> **Explore the material**:
• a. Transcribe the portion of the thesis page on infrared image synthesis between "Duration: 6 months" and "remains a challenge.", inclusive.
• b. Go on with the thesis page on infrared image synthesis for semantic segmentation, starting after its last sentence.

> **Page extract**:

Conditional Infrared Image Synthesis for Semantic Segmentation

Christian Mayr

Duration: 6 months
Completition: April 2024
Supervisor: Dr. Michael Teutsch, Christian Kübler (beide Hensoldt)
Examiner: Prof. Dr.-Ing. Norbert Haala

Introduction

Semantic segmentation, a fundamental task in computer vision, involves assigning a class label to each pixel in an image based on its semantic meaning. Primarily used in automotive scenarios, it has applications in diverse fields such as remote sensing and medical imaging. Despite the effectiveness of modern deep learning methods, they rely heavily on extensive training data, which poses a challenge for fully supervised learning. As a result, the availability of large public datasets for semantic segmentation remains limited. Recent efforts aim to reduce annotation complexity through approaches such as procedural generation of synthetic data. However, bridging the domain gap between synthetic and real data remains a challenge.

> **Data shown**:
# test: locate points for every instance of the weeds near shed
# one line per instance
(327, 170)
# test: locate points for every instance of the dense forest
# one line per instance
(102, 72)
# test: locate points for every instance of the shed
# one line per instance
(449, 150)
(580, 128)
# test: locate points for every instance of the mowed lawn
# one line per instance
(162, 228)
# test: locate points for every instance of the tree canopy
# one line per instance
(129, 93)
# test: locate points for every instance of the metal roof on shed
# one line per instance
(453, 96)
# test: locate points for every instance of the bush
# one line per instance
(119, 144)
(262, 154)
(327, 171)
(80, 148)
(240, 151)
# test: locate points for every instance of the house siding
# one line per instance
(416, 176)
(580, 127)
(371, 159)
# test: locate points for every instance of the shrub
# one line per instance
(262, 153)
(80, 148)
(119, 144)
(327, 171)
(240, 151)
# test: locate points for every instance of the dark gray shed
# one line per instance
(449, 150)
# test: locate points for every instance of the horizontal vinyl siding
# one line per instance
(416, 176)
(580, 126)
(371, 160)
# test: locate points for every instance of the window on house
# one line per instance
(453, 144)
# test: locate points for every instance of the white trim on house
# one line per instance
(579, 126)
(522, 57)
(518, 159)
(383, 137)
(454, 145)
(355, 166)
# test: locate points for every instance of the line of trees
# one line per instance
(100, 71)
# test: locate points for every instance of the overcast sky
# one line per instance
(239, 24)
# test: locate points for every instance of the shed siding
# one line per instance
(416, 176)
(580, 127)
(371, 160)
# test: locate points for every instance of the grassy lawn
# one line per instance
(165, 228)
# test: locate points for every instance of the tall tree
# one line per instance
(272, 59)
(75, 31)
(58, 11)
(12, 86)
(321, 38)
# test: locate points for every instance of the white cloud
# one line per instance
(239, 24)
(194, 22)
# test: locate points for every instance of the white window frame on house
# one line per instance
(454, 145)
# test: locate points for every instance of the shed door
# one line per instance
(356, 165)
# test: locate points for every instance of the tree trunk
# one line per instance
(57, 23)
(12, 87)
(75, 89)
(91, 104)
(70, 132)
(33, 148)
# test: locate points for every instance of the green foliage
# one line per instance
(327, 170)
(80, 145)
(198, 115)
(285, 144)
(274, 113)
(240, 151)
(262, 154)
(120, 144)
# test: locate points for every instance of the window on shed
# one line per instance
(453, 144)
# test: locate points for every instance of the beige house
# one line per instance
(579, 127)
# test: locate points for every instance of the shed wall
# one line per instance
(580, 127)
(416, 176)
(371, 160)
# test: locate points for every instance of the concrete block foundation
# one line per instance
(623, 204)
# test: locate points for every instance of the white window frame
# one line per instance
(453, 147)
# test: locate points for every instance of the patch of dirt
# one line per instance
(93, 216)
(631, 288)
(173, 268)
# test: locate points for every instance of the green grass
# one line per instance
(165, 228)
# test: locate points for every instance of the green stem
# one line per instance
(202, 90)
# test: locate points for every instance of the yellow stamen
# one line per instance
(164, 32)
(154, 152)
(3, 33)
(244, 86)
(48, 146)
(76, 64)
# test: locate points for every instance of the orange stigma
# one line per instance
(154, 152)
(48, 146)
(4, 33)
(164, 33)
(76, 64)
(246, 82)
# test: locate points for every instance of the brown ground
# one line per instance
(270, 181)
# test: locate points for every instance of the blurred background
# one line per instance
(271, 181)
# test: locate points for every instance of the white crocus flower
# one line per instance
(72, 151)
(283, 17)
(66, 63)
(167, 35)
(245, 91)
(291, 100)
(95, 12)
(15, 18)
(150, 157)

> **Results in order**:
• a.
Duration: 6 months
Completition: April 2024
Supervisor: Dr. Michael Teutsch, Christian Kübler (beide Hensoldt)
Examiner: Prof. Dr.-Ing. Norbert Haala

Introduction

Semantic segmentation, a fundamental task in computer vision, involves assigning a class label to each pixel in an image based on its semantic meaning. Primarily used in automotive scenarios, it has applications in diverse fields such as remote sensing and medical imaging. Despite the effectiveness of modern deep learning methods, they rely heavily on extensive training data, which poses a challenge for fully supervised learning. As a result, the availability of large public datasets for semantic segmentation remains limited. Recent efforts aim to reduce annotation complexity through approaches such as procedural generation of synthetic data. However, bridging the domain gap between synthetic and real data remains a challenge.

• b.
Moreover, while semantic segmentation has been extensively studied in the visual spectrum (VIS) domain, its relevance in the infrared (IR) domain is underexplored. To address this gap, this thesis applies conditional image synthesis methods using the diffusion-based model ControlNet [8]. By transfer learning ControlNet [8] to the IR spectrum using the Full-Time Multi-Modality Benchmark (FMB) [3] dataset, a large number of synthetic IR images are generated. These synthetic images will be used to train a Transformer-based semantic segmentation algorithm - SegFormer [7]. The main contributions include proposing a method for synthesizing IR images based on ControlNet, training the Transformer-based semantic segmentation algorithm SegFormer on these synthesized data, and demonstrating through extensive experiments the effectiveness of the proposed approach in achieving near state-of-the-art (sota) performance in IR semantic image segmentation, with improved generalization capabilities compared to models trained only on real data.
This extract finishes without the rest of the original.